[Given task] Write out only the tail of the records, beginning at the line containing "the dog's paw" and including the last line, exactly as written.

[Data for processing]
BEGIN
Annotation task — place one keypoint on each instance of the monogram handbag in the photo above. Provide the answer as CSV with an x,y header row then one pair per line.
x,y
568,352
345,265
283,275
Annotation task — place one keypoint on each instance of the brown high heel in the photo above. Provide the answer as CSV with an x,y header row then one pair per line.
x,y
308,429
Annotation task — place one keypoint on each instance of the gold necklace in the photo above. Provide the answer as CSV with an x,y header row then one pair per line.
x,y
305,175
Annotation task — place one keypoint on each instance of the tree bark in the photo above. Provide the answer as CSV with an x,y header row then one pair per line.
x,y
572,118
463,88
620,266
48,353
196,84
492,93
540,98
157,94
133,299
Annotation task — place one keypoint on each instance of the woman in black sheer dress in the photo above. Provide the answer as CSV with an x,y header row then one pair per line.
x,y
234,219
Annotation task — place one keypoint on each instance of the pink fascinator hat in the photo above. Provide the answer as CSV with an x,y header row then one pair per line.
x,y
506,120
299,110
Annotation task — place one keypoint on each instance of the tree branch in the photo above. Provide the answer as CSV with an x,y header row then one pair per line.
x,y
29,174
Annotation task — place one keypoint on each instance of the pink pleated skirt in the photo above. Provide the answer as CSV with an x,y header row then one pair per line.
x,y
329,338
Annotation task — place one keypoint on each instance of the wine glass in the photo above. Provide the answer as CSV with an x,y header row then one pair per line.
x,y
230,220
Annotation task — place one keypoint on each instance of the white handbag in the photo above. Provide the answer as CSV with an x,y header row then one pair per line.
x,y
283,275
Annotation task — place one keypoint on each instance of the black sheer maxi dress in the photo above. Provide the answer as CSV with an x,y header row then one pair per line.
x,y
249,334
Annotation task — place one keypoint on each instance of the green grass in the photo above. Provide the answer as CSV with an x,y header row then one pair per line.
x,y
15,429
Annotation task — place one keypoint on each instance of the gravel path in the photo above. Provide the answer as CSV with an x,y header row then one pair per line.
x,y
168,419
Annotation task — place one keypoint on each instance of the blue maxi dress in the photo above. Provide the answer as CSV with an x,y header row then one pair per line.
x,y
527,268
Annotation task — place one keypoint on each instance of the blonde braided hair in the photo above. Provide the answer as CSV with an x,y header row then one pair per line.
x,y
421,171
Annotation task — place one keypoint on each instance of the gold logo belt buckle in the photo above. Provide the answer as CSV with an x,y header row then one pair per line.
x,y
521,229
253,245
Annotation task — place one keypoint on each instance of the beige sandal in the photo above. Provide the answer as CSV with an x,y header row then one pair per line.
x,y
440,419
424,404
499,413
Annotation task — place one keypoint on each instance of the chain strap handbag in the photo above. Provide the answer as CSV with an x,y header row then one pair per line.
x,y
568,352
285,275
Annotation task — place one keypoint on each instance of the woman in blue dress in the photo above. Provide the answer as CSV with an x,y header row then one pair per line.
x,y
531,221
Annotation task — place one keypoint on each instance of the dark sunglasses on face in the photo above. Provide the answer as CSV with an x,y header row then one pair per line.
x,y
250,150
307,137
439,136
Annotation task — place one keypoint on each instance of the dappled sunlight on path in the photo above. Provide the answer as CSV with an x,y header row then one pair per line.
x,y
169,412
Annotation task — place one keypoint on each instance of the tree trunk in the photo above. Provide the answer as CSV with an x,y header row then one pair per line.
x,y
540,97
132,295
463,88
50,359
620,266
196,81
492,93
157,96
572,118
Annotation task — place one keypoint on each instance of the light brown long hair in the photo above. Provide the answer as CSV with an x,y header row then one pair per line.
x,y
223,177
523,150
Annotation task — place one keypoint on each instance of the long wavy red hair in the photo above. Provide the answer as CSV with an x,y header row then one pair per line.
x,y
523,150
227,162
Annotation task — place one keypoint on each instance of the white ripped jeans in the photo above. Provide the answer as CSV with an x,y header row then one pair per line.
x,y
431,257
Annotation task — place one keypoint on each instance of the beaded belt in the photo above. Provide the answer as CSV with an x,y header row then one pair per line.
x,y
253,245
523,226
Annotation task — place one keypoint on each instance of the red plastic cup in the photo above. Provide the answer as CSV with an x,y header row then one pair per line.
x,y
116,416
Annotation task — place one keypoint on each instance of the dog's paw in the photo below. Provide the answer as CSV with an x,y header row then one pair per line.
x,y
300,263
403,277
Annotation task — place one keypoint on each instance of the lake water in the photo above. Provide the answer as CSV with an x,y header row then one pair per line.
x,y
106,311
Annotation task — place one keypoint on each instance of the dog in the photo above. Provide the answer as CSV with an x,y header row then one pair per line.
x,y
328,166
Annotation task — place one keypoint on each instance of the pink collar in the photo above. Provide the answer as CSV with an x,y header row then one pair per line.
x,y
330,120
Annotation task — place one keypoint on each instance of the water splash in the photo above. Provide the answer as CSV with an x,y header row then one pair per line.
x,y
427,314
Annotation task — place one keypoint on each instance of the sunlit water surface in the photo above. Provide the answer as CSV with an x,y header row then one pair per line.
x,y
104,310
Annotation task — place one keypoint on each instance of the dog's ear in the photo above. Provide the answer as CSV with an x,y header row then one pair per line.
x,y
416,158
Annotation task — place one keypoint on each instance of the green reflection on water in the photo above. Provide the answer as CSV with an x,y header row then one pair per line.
END
[Response]
Annotation task — place one keypoint on each instance of the dog's paw in the photo below. Provide the answer as CSV with an x,y header row then one pair per line.
x,y
300,263
403,277
Annotation task — place one keypoint on each instance of the lake water in the photo above. Provide the answer as CSV with an x,y header row then one pair per line.
x,y
106,311
Annotation task — place one keypoint on each instance of the dog in the photo above. Provide the answer as CSV with an x,y header row then one pair per line.
x,y
328,166
Annotation task — place one keypoint on each instance of the pink collar in the photo above. Provide the answer as CSV with an x,y header row then one pair per line.
x,y
330,120
Annotation task — place one keypoint on each instance of the water splash in the photo above. Provide the answer as CSV with an x,y header row then one pair per line.
x,y
427,314
Annotation task — place one keypoint on each instance of the sunlit water surface in the photo above. Provide the answer as CSV with an x,y header row then one pair per line.
x,y
104,310
Annotation task — place one keypoint on each instance of the dog's ear in the photo above. Provide the answer as CSV with an x,y header row then one pair per line.
x,y
416,158
Annotation task — place one keypoint on each instance of the green reflection on water in the photo above. Provide the answer as CSV with an x,y header row then one pair per line.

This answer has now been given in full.